WHAT IS BEING ASKED ->
Count the lines in the entries below that contain the word "right", matching case exactly. Give only the number.

-- start RECORD EXCERPTS --

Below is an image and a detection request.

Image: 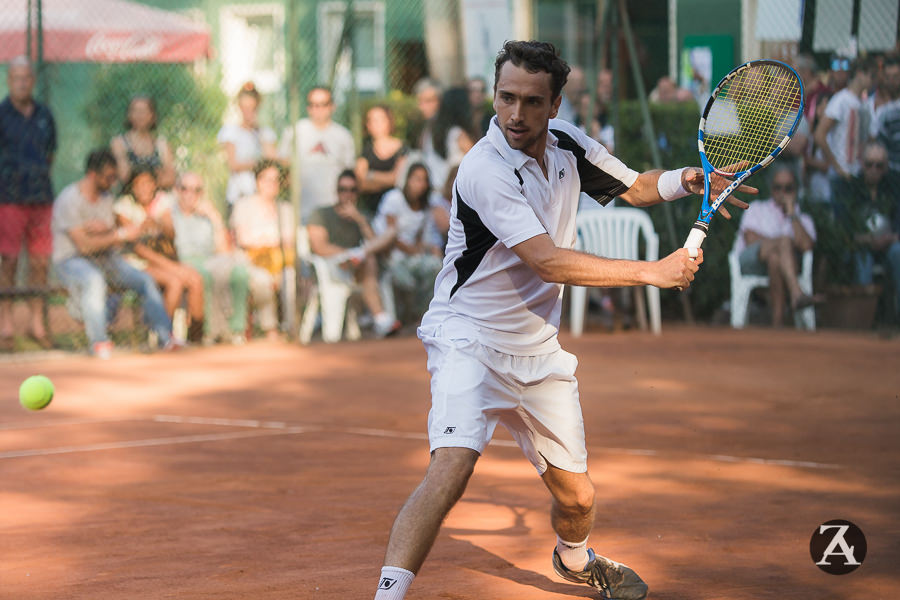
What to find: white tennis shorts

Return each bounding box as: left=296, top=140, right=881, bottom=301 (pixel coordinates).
left=419, top=325, right=587, bottom=474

-- end RECORD EXCERPTS --

THE REPLY ->
2